> **Aim**:
Only the lines from the one containing "of the power" through the last line below should be written out, exactly and with both ends kept.

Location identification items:
= = = =

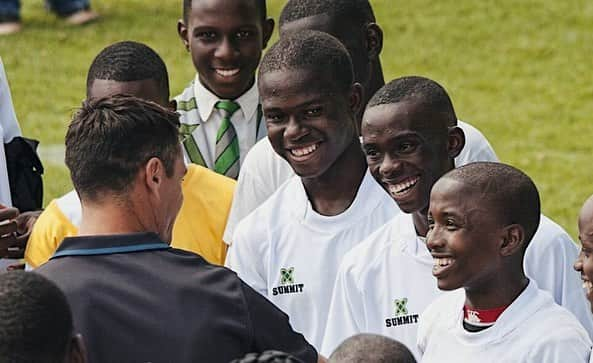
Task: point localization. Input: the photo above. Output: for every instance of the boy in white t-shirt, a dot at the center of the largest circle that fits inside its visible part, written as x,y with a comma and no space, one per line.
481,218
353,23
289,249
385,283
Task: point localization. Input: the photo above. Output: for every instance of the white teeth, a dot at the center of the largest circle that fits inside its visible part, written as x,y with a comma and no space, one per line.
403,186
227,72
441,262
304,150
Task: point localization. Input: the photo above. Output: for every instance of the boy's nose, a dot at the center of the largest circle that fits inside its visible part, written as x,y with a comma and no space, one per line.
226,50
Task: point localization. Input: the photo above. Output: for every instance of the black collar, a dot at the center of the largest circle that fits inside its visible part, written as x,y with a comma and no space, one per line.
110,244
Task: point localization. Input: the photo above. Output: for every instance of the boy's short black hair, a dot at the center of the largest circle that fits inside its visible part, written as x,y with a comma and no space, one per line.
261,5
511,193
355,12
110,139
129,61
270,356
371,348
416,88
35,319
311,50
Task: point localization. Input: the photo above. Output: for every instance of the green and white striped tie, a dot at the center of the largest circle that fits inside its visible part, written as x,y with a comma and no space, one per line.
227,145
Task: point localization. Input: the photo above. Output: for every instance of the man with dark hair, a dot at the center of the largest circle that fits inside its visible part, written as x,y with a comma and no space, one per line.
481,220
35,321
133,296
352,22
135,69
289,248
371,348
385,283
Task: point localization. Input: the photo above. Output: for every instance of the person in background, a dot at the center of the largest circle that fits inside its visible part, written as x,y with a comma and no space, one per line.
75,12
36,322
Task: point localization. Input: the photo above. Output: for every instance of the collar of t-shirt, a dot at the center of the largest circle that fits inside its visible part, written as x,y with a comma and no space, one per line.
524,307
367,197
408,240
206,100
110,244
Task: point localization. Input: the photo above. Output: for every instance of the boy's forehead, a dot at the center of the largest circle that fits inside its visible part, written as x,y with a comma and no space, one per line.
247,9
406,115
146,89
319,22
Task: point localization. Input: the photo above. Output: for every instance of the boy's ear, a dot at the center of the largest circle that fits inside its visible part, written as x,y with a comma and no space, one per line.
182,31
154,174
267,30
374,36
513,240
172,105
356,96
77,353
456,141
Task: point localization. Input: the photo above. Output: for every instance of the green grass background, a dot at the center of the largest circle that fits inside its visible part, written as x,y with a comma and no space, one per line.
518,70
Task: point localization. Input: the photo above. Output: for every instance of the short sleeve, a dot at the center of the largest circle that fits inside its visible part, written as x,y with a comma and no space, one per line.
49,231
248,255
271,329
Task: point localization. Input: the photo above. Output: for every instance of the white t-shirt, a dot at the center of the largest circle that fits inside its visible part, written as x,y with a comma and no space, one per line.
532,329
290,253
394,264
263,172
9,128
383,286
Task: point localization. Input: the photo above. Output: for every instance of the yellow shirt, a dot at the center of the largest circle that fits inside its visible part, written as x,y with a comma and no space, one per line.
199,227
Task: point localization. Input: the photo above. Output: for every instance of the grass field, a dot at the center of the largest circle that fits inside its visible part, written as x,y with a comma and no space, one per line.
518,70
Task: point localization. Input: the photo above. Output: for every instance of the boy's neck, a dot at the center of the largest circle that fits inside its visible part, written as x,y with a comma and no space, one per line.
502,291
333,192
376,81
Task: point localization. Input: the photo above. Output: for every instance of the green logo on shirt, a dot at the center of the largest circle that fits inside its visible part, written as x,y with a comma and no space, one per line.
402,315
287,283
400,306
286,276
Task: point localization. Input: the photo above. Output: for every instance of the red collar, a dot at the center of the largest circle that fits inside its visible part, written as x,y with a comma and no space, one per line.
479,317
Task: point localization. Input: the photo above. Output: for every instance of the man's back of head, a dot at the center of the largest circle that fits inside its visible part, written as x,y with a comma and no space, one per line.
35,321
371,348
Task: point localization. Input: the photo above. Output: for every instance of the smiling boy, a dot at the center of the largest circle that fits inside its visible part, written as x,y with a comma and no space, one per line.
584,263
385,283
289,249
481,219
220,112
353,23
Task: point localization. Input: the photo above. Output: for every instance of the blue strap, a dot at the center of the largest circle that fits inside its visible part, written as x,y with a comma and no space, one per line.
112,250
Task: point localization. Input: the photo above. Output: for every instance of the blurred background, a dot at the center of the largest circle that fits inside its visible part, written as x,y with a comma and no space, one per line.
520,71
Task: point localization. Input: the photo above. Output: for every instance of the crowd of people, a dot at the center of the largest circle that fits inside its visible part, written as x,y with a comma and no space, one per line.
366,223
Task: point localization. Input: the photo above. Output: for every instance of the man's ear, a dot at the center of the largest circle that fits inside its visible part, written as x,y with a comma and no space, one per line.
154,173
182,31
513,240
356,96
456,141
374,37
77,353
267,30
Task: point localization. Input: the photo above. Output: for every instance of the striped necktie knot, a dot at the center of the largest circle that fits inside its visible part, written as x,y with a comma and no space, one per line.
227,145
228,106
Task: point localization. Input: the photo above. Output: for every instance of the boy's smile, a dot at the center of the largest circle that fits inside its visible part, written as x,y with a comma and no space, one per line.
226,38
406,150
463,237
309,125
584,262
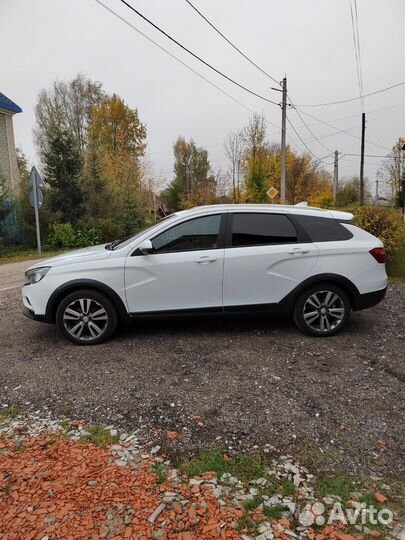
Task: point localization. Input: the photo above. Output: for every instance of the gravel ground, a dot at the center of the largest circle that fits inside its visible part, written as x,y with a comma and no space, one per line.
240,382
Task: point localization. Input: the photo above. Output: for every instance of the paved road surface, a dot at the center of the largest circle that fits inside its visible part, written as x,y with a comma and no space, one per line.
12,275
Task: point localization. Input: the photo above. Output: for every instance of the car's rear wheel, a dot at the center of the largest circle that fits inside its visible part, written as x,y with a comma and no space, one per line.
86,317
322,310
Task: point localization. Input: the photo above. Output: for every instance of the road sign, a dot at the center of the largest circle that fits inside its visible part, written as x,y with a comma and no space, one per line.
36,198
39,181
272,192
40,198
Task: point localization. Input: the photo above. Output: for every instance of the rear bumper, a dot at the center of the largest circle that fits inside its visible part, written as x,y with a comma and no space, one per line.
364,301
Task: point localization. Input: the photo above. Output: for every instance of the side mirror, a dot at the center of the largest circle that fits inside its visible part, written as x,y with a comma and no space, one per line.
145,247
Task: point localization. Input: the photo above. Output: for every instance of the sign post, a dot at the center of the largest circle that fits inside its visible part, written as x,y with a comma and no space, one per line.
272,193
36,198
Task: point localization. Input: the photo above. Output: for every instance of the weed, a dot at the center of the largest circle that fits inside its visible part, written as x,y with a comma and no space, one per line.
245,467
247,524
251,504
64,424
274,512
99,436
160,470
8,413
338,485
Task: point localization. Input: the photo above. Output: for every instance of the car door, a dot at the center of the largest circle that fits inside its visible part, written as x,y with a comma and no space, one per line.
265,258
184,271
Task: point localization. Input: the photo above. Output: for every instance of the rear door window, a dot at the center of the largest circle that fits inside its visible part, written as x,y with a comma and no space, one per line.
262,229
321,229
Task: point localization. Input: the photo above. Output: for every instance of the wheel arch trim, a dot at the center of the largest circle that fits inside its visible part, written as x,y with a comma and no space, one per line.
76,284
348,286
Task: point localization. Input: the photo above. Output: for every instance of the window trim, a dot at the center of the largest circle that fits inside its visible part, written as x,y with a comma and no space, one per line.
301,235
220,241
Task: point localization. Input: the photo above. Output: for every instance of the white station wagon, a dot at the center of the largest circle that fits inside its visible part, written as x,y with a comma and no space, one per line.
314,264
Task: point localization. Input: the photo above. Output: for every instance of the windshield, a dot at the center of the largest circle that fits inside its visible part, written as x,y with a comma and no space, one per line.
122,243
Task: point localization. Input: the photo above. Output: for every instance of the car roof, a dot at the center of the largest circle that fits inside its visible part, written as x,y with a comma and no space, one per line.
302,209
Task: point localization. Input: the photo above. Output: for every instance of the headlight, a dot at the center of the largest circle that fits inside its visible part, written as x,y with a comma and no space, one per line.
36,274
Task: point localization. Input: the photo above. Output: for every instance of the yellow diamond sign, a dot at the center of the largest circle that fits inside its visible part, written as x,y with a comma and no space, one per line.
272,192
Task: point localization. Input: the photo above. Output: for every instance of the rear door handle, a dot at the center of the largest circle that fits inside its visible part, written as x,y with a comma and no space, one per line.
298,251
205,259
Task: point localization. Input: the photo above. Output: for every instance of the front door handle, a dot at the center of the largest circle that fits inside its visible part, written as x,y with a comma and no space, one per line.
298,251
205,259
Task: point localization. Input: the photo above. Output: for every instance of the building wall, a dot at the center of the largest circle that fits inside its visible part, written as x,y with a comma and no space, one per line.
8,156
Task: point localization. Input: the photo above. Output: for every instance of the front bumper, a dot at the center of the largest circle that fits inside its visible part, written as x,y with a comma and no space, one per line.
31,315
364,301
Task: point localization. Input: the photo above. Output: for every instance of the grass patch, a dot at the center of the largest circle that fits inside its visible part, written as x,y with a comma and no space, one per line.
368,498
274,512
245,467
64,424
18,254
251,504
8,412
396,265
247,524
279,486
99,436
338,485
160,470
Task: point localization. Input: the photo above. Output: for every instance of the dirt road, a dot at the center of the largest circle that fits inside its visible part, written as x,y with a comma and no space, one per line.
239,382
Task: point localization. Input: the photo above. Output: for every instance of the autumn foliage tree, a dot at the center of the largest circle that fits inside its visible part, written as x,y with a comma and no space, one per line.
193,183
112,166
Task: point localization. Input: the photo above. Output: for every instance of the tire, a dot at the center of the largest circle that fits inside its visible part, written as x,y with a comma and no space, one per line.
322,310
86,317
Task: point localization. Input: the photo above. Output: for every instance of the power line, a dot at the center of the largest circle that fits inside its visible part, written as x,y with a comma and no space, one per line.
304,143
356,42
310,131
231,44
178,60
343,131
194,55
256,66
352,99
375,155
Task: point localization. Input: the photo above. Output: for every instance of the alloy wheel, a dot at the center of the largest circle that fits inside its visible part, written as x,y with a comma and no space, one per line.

= = = =

> **Exercise answer**:
Task: point localization. Input: the photo above. Output: for every instance of the power line, a dot at the center of the largest circle that fits inside its visible part, written as x,y with a comma and no space, one per line.
304,143
356,42
310,131
231,44
178,60
343,131
194,55
256,66
352,99
375,155
Task: point localization. Input: the photo above. Output: for every instance of the alloy wheel, a dot at the center of the largest circle that fits inside its visible part, written as x,y with a comma and no space, one per line.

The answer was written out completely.